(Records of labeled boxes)

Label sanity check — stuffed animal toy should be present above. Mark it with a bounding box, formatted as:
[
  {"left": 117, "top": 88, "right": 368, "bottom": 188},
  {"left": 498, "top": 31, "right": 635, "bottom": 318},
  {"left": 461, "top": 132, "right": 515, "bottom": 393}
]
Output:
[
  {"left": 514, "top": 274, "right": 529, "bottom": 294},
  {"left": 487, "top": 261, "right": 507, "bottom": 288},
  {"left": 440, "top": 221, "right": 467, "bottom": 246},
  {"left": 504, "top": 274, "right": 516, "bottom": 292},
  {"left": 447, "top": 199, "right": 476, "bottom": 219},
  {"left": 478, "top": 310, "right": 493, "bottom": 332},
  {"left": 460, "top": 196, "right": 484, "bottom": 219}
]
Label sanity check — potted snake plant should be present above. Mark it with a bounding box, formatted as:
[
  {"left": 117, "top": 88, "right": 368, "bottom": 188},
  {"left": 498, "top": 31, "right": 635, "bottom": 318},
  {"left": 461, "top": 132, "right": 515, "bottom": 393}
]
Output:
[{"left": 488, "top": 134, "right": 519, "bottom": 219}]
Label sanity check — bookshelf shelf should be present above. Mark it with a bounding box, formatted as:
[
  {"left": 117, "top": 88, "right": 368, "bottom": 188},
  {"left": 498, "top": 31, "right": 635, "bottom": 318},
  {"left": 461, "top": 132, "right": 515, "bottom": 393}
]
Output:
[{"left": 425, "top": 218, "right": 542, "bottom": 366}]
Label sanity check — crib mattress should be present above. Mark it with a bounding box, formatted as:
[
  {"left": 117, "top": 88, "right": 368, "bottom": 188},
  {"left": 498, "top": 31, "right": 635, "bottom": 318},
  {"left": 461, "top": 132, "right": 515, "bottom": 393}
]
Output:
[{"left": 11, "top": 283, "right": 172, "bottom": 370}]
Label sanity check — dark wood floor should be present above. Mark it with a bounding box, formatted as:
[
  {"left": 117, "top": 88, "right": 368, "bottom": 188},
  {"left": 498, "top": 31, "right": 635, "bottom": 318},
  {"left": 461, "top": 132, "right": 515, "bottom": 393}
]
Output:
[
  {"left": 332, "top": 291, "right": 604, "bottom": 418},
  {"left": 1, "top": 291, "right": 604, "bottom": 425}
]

Given request: Collect every line above that contains the string "Mark", and treat uppercase and lowercase as distinct.

Task solution:
Label sanity check — stuffed animal toy should be present above. Mark it with a bounding box, formatted as:
Label sanity check — potted snake plant should be present above. Mark it with a bounding box, formatted as:
Label sanity check — bookshelf shelf should be present above. Mark it with a bounding box, formatted as:
Label sanity check — crib mattress should be present above. Mark it with a bounding box, formatted as:
Label sanity check — dark wood floor should be present above. Mark it with a bounding box, formatted as:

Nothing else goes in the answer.